- [Collected data]
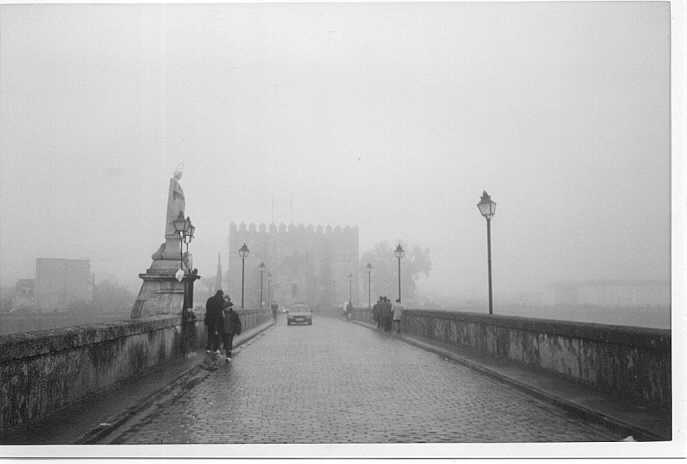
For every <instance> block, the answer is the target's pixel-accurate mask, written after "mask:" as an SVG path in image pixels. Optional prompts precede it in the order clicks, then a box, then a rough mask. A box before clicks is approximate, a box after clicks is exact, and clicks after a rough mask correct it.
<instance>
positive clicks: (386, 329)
mask: <svg viewBox="0 0 687 464" xmlns="http://www.w3.org/2000/svg"><path fill="white" fill-rule="evenodd" d="M383 308H384V310H383V311H382V314H384V332H391V316H392V314H391V301H389V298H387V297H384V306H383Z"/></svg>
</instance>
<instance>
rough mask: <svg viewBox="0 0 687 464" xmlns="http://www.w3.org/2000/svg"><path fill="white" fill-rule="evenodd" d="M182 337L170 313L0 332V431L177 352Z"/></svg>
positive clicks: (94, 391) (52, 409) (180, 346)
mask: <svg viewBox="0 0 687 464" xmlns="http://www.w3.org/2000/svg"><path fill="white" fill-rule="evenodd" d="M185 339H186V337H185V336H184V337H182V330H181V318H180V317H179V316H174V315H165V316H156V317H152V318H148V319H139V320H135V321H120V322H110V323H101V324H94V325H91V326H79V327H70V328H63V329H54V330H47V331H36V332H28V333H22V334H13V335H5V336H2V337H0V432H2V431H4V430H9V429H11V428H13V427H15V426H20V425H22V424H27V423H31V422H35V421H39V420H40V419H42V418H44V417H45V416H47V415H48V414H50V413H51V412H54V411H56V410H58V409H60V408H62V407H64V406H67V405H68V404H70V403H73V402H74V401H76V400H78V399H80V398H83V397H84V396H85V395H88V394H90V393H94V392H97V391H102V390H104V389H106V388H108V387H110V386H112V385H113V384H114V383H116V382H118V381H120V380H123V379H126V378H127V377H131V376H133V375H137V374H140V373H142V372H143V371H145V370H146V369H147V368H150V367H151V366H154V365H157V364H160V363H163V362H166V361H168V360H171V359H173V358H176V357H178V356H182V355H183V353H184V351H185V350H187V349H193V347H191V346H189V344H188V343H186V342H185Z"/></svg>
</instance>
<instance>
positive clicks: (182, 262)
mask: <svg viewBox="0 0 687 464" xmlns="http://www.w3.org/2000/svg"><path fill="white" fill-rule="evenodd" d="M189 222H190V220H189V221H187V220H186V219H184V213H182V212H181V211H180V212H179V216H177V218H176V219H175V220H174V221H172V225H174V231H175V232H176V233H177V234H179V269H181V270H182V272H183V267H184V241H185V240H184V237H185V236H186V228H187V227H188V223H189ZM186 251H188V248H186Z"/></svg>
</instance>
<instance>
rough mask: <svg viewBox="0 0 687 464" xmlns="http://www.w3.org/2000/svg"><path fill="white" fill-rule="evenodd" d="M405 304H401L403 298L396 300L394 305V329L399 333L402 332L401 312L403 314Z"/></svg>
mask: <svg viewBox="0 0 687 464" xmlns="http://www.w3.org/2000/svg"><path fill="white" fill-rule="evenodd" d="M403 309H404V308H403V306H402V305H401V300H396V304H394V306H393V323H394V331H395V332H396V333H397V334H400V333H401V314H403Z"/></svg>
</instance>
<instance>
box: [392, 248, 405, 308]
mask: <svg viewBox="0 0 687 464" xmlns="http://www.w3.org/2000/svg"><path fill="white" fill-rule="evenodd" d="M394 254H395V255H396V258H397V259H398V302H399V303H400V302H401V258H403V256H405V254H406V252H405V250H404V249H403V247H402V246H401V244H400V243H399V244H398V246H397V247H396V249H395V250H394Z"/></svg>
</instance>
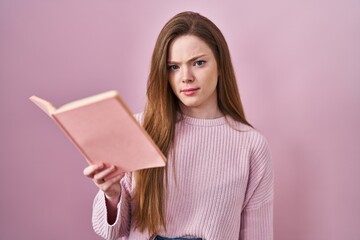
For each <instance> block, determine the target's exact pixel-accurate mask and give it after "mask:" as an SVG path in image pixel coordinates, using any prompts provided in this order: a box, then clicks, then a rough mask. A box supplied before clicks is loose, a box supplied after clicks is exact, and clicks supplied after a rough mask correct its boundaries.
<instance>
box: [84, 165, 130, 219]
mask: <svg viewBox="0 0 360 240" xmlns="http://www.w3.org/2000/svg"><path fill="white" fill-rule="evenodd" d="M115 170H116V167H115V166H113V165H112V166H106V164H104V163H100V164H94V165H89V166H88V167H86V168H85V169H84V171H83V174H84V175H85V176H86V177H88V178H90V179H92V181H93V182H94V184H95V185H96V186H97V187H98V188H99V189H100V190H101V191H103V192H104V194H105V199H106V206H107V210H108V223H109V224H113V223H114V222H115V220H116V213H117V211H116V208H117V204H118V202H119V200H120V194H121V187H120V179H121V178H123V177H124V175H125V173H121V174H119V175H117V176H114V177H112V178H109V179H108V178H107V177H108V176H109V175H110V174H111V173H112V172H114V171H115Z"/></svg>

- [ACTION ITEM]
Reproduce the listing above word for word, omitting the pictures.

- [ANSWER SPACE]
For every <instance> block, the answer is the target's pixel-accurate mask, written after "mask:" as an SVG path in image pixels. Optional prompts precede it in the order clicks, then a box, then a rough mask. A box before clicks is approximate, a box after clicks is exact, and clicks after a rough mask correct it.
<instance>
positive clicks: (386, 329)
mask: <svg viewBox="0 0 687 464" xmlns="http://www.w3.org/2000/svg"><path fill="white" fill-rule="evenodd" d="M383 308H384V310H383V311H382V314H384V332H391V316H392V314H391V301H389V298H387V297H384V306H383Z"/></svg>
</instance>
<instance>
rough mask: <svg viewBox="0 0 687 464" xmlns="http://www.w3.org/2000/svg"><path fill="white" fill-rule="evenodd" d="M182 337L170 313L0 332V431L177 352Z"/></svg>
positive clicks: (94, 391) (52, 409) (180, 346)
mask: <svg viewBox="0 0 687 464" xmlns="http://www.w3.org/2000/svg"><path fill="white" fill-rule="evenodd" d="M185 339H186V337H185V336H184V337H182V330H181V318H180V317H179V316H174V315H165V316H156V317H152V318H148V319H139V320H135V321H120V322H110V323H101V324H94V325H91V326H79V327H70V328H63V329H54V330H47V331H36V332H28V333H22V334H13V335H5V336H2V337H0V432H2V431H4V430H9V429H11V428H13V427H15V426H20V425H22V424H27V423H31V422H35V421H39V420H40V419H42V418H44V417H45V416H47V415H48V414H50V413H51V412H54V411H56V410H58V409H60V408H62V407H64V406H67V405H68V404H70V403H73V402H74V401H76V400H78V399H80V398H83V397H84V396H85V395H88V394H90V393H94V392H97V391H102V390H104V389H106V388H108V387H110V386H112V385H113V384H114V383H116V382H118V381H120V380H123V379H126V378H127V377H131V376H133V375H137V374H140V373H142V372H143V371H145V370H146V369H147V368H150V367H151V366H154V365H157V364H160V363H163V362H166V361H168V360H171V359H173V358H176V357H178V356H182V355H183V353H184V351H185V350H187V349H193V347H191V346H189V344H188V343H186V342H185Z"/></svg>
</instance>
<instance>
positive clicks: (182, 262)
mask: <svg viewBox="0 0 687 464" xmlns="http://www.w3.org/2000/svg"><path fill="white" fill-rule="evenodd" d="M189 222H190V220H189V221H187V220H186V219H184V213H182V212H181V211H180V212H179V216H177V218H176V219H175V220H174V221H172V225H174V231H175V232H176V233H177V234H179V269H181V270H182V272H183V267H184V241H185V240H184V237H185V236H186V228H187V227H188V223H189ZM186 251H188V248H186Z"/></svg>
</instance>
<instance>
rough mask: <svg viewBox="0 0 687 464" xmlns="http://www.w3.org/2000/svg"><path fill="white" fill-rule="evenodd" d="M405 304H401L403 298L396 300L394 305V329L399 333L402 332L401 312L403 314Z"/></svg>
mask: <svg viewBox="0 0 687 464" xmlns="http://www.w3.org/2000/svg"><path fill="white" fill-rule="evenodd" d="M403 309H404V308H403V306H402V305H401V300H396V304H394V306H393V323H394V331H395V332H396V333H397V334H400V333H401V314H403Z"/></svg>
</instance>
<instance>
box: [392, 248, 405, 308]
mask: <svg viewBox="0 0 687 464" xmlns="http://www.w3.org/2000/svg"><path fill="white" fill-rule="evenodd" d="M394 254H395V255H396V258H397V259H398V302H399V303H400V302H401V258H403V256H405V254H406V252H405V250H404V249H403V247H402V246H401V244H400V243H399V244H398V246H397V247H396V249H395V250H394Z"/></svg>
</instance>
For each <instance> block, determine the target's exact pixel-accurate mask and give it after "mask:" as an SVG path in image pixel coordinates, using any prompts provided in this order: a box, then clicks, then a rough mask. A box supplied before clicks is loose, a box supplied after clicks is exact, and clicks supplied after a rough mask correct its boundaries.
<instance>
box: [84, 165, 130, 219]
mask: <svg viewBox="0 0 360 240" xmlns="http://www.w3.org/2000/svg"><path fill="white" fill-rule="evenodd" d="M115 170H116V167H115V166H113V165H112V166H106V164H104V163H100V164H94V165H89V166H88V167H86V168H85V169H84V171H83V174H84V175H85V176H86V177H88V178H90V179H92V181H93V182H94V184H95V185H96V186H97V187H98V188H99V189H100V190H101V191H103V192H104V194H105V199H106V206H107V210H108V223H109V224H113V223H114V222H115V220H116V213H117V211H116V208H117V204H118V202H119V200H120V194H121V187H120V179H121V178H123V177H124V175H125V173H121V174H119V175H117V176H114V177H112V178H109V179H108V178H107V177H108V176H109V175H110V174H111V173H112V172H114V171H115Z"/></svg>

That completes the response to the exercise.